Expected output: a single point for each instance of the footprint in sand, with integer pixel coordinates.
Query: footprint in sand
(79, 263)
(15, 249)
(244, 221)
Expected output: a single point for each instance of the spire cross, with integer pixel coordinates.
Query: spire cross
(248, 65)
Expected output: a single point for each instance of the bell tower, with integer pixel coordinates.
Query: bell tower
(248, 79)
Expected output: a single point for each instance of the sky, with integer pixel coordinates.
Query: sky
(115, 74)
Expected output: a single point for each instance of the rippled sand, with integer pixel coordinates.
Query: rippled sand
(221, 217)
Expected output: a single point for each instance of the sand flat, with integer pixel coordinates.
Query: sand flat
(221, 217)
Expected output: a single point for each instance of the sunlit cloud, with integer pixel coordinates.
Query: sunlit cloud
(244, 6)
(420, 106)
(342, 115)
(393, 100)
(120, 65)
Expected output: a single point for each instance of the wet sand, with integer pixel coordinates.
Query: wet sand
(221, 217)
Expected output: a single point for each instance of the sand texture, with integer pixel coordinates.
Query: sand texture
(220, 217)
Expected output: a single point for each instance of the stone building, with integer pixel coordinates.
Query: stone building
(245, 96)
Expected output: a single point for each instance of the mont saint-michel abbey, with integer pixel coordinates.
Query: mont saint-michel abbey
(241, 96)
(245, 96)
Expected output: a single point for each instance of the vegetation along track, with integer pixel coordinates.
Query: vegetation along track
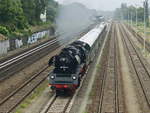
(141, 70)
(139, 38)
(17, 96)
(21, 61)
(107, 95)
(14, 64)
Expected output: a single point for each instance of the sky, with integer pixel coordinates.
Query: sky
(105, 5)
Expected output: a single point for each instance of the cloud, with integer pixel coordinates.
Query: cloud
(106, 5)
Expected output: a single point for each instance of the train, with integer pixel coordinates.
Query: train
(71, 64)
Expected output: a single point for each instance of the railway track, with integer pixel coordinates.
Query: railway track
(141, 70)
(108, 95)
(139, 38)
(9, 103)
(58, 104)
(111, 92)
(14, 64)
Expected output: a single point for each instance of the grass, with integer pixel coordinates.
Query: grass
(35, 94)
(140, 30)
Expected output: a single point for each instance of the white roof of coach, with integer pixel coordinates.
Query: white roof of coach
(92, 35)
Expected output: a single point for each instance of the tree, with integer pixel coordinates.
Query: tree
(40, 7)
(11, 15)
(29, 10)
(51, 10)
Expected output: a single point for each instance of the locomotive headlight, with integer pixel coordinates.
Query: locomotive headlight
(74, 78)
(52, 77)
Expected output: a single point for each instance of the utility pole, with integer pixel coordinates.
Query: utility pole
(136, 18)
(144, 24)
(128, 19)
(131, 19)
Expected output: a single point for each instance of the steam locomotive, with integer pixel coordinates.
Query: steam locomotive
(71, 63)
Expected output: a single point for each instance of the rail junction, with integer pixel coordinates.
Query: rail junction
(121, 83)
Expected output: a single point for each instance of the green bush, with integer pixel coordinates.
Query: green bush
(4, 31)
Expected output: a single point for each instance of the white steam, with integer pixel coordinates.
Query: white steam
(73, 19)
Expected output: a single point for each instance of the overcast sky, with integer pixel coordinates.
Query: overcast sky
(106, 5)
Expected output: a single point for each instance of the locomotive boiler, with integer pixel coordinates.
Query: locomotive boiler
(71, 63)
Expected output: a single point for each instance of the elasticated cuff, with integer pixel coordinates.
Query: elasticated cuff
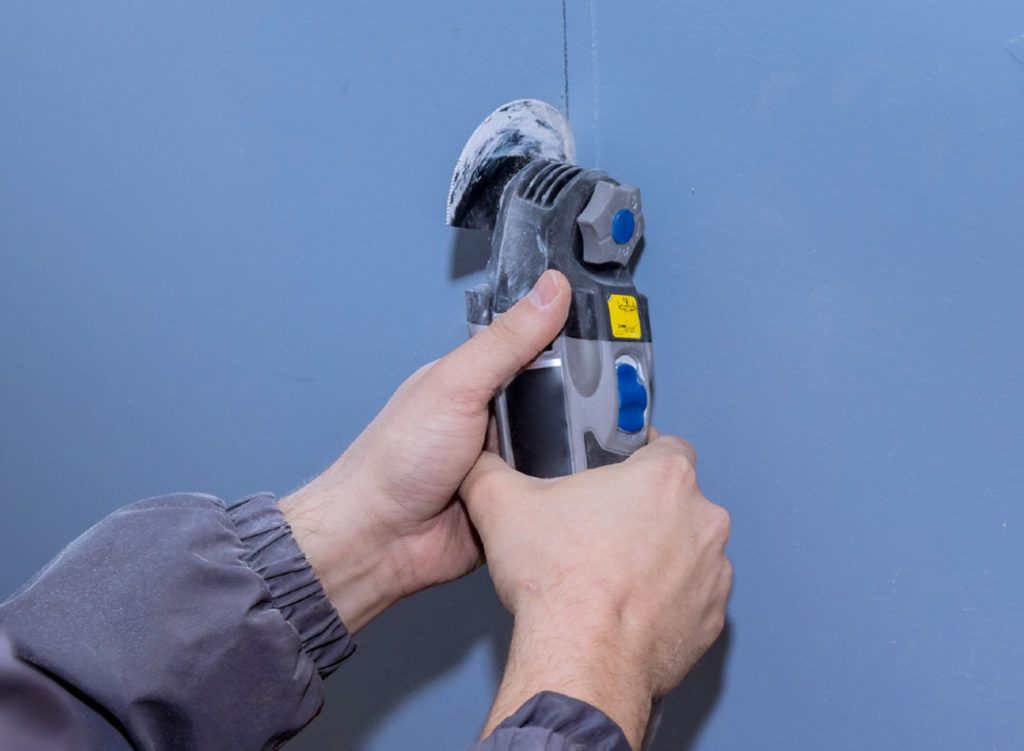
(551, 720)
(271, 551)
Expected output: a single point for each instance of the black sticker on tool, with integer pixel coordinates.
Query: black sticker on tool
(538, 424)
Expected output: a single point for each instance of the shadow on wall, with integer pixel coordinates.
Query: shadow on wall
(686, 710)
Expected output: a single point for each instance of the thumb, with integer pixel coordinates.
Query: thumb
(482, 365)
(488, 482)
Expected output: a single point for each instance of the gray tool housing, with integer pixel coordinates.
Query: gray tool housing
(564, 413)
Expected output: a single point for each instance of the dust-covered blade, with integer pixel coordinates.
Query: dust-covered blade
(513, 135)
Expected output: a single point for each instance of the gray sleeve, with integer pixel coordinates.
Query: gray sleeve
(552, 721)
(35, 715)
(177, 623)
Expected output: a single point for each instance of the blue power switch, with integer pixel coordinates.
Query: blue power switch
(623, 226)
(632, 399)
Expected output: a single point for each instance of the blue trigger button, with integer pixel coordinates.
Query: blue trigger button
(632, 399)
(623, 224)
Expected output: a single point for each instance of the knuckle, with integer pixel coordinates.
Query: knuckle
(676, 469)
(723, 522)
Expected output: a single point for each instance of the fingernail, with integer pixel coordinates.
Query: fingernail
(546, 289)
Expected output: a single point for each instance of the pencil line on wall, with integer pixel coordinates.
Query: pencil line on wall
(565, 56)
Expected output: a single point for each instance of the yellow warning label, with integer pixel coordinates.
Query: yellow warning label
(625, 317)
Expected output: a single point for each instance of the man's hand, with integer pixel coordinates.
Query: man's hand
(616, 577)
(385, 520)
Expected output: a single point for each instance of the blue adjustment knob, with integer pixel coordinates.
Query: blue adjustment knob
(632, 399)
(623, 224)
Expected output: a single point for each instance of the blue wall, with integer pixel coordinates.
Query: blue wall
(221, 247)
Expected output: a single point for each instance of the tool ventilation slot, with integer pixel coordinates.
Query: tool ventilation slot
(547, 182)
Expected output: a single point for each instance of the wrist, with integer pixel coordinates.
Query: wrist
(581, 655)
(349, 555)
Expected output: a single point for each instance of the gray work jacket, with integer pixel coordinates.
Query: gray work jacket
(180, 624)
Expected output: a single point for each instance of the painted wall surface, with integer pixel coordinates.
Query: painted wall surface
(221, 248)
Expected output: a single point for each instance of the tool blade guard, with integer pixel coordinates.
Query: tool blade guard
(586, 401)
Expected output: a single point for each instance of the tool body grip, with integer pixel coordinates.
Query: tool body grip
(582, 404)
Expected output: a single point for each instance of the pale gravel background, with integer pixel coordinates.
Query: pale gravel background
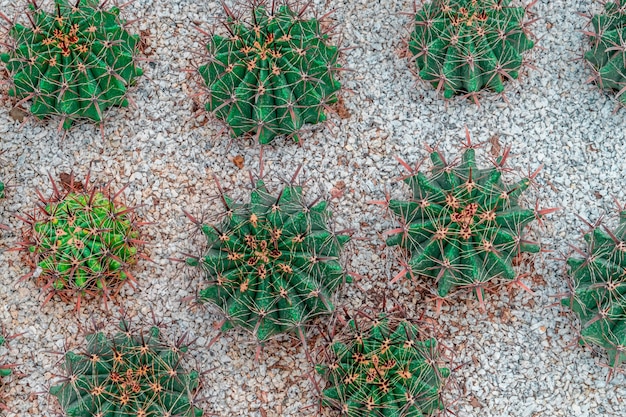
(516, 359)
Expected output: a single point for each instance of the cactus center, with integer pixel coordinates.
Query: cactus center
(66, 40)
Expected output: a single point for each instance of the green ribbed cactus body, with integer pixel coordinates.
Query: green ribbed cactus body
(5, 370)
(75, 61)
(272, 263)
(464, 46)
(128, 375)
(463, 225)
(82, 243)
(387, 369)
(608, 51)
(599, 289)
(271, 75)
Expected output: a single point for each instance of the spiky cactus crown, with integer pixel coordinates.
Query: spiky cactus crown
(385, 368)
(272, 73)
(272, 264)
(607, 55)
(463, 225)
(81, 241)
(464, 46)
(131, 374)
(75, 61)
(598, 288)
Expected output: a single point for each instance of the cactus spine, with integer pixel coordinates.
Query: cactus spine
(75, 62)
(464, 46)
(463, 225)
(386, 369)
(272, 74)
(598, 288)
(132, 374)
(607, 55)
(272, 263)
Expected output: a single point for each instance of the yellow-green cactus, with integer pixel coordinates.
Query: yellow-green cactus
(82, 241)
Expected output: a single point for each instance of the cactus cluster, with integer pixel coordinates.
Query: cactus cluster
(272, 72)
(5, 370)
(464, 46)
(272, 263)
(131, 374)
(75, 61)
(463, 225)
(385, 368)
(607, 55)
(598, 288)
(81, 241)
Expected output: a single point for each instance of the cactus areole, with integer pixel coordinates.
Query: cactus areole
(75, 61)
(128, 375)
(607, 55)
(386, 369)
(463, 226)
(272, 264)
(464, 46)
(271, 74)
(599, 285)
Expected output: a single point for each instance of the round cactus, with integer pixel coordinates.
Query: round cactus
(598, 287)
(384, 369)
(272, 263)
(271, 74)
(81, 241)
(128, 375)
(463, 226)
(464, 46)
(75, 61)
(607, 55)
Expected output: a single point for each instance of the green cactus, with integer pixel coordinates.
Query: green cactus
(386, 369)
(75, 62)
(598, 288)
(128, 375)
(464, 46)
(272, 74)
(81, 242)
(272, 264)
(463, 226)
(607, 55)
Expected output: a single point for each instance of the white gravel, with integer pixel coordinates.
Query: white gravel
(515, 360)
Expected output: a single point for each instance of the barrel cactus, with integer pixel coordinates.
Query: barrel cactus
(272, 72)
(607, 55)
(75, 61)
(464, 46)
(598, 287)
(5, 370)
(384, 368)
(81, 241)
(131, 374)
(463, 225)
(272, 264)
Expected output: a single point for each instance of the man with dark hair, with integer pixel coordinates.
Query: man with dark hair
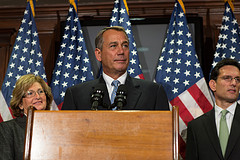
(216, 134)
(112, 50)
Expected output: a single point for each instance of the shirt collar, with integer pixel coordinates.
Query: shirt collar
(230, 109)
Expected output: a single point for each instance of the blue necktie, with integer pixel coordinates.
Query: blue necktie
(115, 84)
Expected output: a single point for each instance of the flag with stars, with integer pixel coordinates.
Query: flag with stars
(228, 45)
(26, 57)
(72, 65)
(120, 17)
(179, 72)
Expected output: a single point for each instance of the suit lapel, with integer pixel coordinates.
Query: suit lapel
(235, 132)
(133, 93)
(211, 129)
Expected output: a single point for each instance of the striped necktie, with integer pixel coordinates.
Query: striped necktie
(115, 84)
(223, 132)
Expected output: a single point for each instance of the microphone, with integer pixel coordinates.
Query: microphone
(97, 96)
(121, 97)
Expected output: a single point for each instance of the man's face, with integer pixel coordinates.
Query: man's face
(114, 54)
(226, 87)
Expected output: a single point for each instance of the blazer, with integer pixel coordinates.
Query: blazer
(12, 136)
(141, 95)
(203, 142)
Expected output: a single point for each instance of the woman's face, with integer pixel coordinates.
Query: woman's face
(34, 96)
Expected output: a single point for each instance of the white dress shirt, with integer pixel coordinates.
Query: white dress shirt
(108, 80)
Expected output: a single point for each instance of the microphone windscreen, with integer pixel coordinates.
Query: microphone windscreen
(99, 86)
(122, 88)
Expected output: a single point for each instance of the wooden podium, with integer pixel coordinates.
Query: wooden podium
(102, 135)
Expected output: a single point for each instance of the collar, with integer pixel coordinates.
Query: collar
(231, 109)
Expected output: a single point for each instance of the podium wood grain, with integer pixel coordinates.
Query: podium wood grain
(102, 135)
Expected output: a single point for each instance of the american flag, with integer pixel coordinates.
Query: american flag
(120, 17)
(73, 65)
(228, 45)
(180, 73)
(26, 57)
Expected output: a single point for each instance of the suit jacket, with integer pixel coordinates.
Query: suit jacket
(141, 95)
(12, 135)
(203, 142)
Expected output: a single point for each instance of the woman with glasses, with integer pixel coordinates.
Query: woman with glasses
(30, 90)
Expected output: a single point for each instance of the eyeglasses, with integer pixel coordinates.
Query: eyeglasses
(32, 93)
(229, 79)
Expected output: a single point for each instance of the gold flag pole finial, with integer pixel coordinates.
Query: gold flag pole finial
(72, 2)
(125, 3)
(182, 5)
(32, 7)
(230, 3)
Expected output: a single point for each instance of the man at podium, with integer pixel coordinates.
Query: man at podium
(115, 89)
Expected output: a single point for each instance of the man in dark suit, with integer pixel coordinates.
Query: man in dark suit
(112, 50)
(216, 134)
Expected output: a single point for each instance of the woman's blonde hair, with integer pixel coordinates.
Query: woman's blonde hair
(21, 87)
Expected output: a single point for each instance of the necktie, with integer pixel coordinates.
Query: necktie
(115, 85)
(223, 132)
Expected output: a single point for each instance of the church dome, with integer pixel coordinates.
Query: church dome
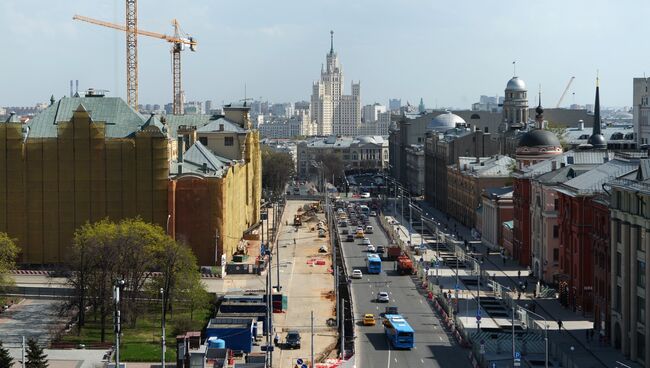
(445, 121)
(516, 84)
(539, 137)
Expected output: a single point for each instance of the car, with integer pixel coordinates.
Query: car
(383, 297)
(292, 340)
(369, 319)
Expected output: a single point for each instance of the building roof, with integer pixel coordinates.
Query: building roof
(498, 166)
(591, 182)
(516, 84)
(198, 159)
(215, 126)
(539, 138)
(445, 121)
(119, 118)
(566, 158)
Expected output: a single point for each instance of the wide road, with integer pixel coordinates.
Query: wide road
(433, 347)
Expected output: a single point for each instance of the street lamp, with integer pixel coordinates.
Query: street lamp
(162, 324)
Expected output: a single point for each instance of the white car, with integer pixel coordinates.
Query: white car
(383, 297)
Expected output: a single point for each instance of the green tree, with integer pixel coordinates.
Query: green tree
(5, 359)
(35, 356)
(8, 253)
(104, 252)
(277, 169)
(179, 274)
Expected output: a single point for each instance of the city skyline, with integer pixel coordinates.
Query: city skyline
(407, 49)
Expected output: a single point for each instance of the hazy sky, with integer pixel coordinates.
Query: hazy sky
(447, 52)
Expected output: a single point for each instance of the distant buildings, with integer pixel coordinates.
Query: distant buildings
(331, 110)
(358, 153)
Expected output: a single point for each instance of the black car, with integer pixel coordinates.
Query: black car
(292, 340)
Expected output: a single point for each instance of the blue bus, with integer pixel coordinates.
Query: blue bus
(398, 332)
(374, 263)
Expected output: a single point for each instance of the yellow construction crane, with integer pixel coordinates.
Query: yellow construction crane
(178, 41)
(564, 93)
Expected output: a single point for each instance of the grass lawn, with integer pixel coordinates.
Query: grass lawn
(142, 343)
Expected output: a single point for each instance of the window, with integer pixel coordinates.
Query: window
(640, 306)
(640, 273)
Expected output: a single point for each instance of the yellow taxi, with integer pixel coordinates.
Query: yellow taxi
(368, 319)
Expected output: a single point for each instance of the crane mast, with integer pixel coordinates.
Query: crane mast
(132, 53)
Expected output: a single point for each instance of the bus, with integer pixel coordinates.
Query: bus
(364, 209)
(398, 332)
(374, 263)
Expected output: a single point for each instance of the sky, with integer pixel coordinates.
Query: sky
(446, 52)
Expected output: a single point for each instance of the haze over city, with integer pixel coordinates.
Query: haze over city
(446, 52)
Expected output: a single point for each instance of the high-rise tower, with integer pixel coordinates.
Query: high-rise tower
(331, 111)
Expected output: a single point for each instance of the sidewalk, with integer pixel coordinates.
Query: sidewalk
(572, 340)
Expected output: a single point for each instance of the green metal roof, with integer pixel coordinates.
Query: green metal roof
(121, 120)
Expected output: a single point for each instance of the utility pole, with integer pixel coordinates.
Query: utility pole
(162, 325)
(312, 339)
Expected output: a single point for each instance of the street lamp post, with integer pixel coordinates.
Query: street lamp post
(162, 325)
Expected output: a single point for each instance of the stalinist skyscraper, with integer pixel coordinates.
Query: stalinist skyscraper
(331, 111)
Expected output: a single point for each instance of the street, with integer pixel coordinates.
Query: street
(433, 346)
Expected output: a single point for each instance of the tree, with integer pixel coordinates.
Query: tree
(36, 358)
(8, 253)
(5, 359)
(277, 169)
(104, 252)
(179, 273)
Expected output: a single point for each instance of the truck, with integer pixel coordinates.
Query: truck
(404, 265)
(393, 252)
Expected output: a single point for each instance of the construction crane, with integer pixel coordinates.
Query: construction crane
(178, 41)
(564, 93)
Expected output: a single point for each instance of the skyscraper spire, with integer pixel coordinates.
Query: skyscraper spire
(597, 140)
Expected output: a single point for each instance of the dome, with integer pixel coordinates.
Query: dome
(539, 137)
(516, 84)
(445, 121)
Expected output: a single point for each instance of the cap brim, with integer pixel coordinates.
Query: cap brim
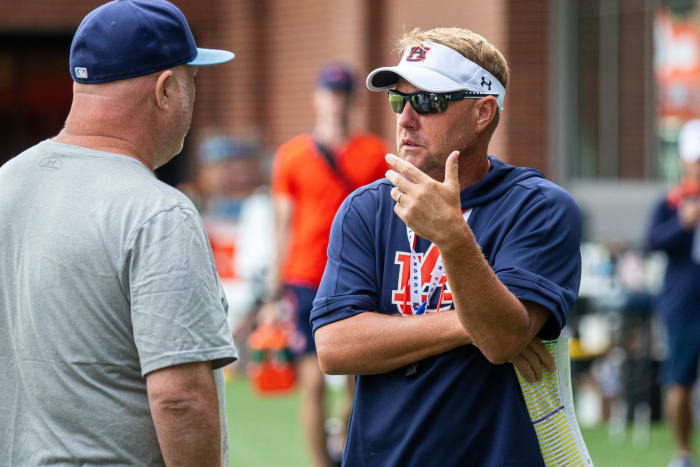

-.-.-

Exercise directions
Show the lines of the entries that include the string "brim", copying each in full.

Completed task
Expected output: a single point for each instance of the cap brim, with integer pixel coordinates.
Query: cap brim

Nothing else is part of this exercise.